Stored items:
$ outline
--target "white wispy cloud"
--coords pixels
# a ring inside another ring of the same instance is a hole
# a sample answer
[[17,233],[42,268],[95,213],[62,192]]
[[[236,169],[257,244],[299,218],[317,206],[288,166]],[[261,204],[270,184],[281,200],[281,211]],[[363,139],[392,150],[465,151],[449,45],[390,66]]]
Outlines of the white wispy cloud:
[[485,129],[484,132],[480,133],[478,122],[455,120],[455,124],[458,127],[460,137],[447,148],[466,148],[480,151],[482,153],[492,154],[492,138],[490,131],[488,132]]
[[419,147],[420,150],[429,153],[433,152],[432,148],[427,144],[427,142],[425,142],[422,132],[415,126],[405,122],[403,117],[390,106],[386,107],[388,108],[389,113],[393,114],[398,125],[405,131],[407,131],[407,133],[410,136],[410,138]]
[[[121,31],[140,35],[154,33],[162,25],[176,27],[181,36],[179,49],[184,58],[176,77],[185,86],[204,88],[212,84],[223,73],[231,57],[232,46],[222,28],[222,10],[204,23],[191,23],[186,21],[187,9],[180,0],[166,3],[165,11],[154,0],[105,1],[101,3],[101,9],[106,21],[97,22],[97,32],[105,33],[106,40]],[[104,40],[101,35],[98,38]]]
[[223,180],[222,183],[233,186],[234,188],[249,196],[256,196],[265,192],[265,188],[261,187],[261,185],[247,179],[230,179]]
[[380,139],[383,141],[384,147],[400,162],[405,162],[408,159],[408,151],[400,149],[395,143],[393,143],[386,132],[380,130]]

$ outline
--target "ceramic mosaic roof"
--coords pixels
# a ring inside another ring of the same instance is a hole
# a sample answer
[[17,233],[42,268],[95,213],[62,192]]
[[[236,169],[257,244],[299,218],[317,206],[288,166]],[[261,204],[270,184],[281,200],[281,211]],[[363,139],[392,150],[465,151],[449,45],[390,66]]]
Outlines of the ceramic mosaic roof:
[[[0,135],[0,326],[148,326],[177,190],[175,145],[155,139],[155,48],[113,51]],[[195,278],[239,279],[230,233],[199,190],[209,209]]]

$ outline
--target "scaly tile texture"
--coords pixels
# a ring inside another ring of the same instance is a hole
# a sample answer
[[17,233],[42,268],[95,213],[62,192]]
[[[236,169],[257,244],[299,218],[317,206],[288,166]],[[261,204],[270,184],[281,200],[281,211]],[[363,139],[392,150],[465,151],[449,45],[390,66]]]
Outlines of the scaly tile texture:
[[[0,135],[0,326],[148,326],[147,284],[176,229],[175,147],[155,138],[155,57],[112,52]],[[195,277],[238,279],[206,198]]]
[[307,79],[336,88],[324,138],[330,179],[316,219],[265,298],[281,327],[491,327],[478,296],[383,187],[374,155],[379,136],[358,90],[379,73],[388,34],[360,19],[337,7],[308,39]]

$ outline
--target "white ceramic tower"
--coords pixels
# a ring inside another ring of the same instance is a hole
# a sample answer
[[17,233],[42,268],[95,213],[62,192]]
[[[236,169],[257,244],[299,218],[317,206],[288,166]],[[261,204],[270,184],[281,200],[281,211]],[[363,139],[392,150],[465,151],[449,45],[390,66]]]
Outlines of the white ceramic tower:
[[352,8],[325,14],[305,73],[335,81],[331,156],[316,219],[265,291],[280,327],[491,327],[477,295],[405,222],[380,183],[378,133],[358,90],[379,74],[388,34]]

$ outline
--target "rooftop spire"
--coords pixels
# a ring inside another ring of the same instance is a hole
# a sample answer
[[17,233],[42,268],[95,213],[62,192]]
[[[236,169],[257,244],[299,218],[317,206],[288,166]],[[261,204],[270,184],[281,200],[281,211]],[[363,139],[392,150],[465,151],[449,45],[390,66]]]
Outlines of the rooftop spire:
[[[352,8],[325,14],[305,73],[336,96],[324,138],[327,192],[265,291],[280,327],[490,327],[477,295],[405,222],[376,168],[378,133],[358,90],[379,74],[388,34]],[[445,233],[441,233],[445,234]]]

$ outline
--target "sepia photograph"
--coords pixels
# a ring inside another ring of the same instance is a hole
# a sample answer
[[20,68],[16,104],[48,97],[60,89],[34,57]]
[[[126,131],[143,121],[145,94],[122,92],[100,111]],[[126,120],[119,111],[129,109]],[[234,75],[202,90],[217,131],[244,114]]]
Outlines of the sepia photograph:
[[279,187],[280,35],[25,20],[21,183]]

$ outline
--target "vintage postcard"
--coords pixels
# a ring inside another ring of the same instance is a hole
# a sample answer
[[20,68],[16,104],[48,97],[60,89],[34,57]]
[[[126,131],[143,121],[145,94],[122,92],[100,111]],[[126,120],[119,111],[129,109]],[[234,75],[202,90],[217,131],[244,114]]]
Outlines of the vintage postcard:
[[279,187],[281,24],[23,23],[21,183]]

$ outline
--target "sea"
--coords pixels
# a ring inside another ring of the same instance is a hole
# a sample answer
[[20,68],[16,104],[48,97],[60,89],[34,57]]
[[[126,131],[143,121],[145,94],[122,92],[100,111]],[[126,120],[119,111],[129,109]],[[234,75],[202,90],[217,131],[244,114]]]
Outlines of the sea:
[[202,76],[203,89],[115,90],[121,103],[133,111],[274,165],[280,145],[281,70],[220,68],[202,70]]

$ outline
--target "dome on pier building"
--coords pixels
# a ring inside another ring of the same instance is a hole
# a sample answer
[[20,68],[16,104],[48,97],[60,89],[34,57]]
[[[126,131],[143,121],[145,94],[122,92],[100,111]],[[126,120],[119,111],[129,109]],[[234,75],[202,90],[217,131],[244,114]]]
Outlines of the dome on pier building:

__Problem to work on__:
How many lines of the records above contain the string "postcard"? Reply with the number alone.

__Reply to the task__:
2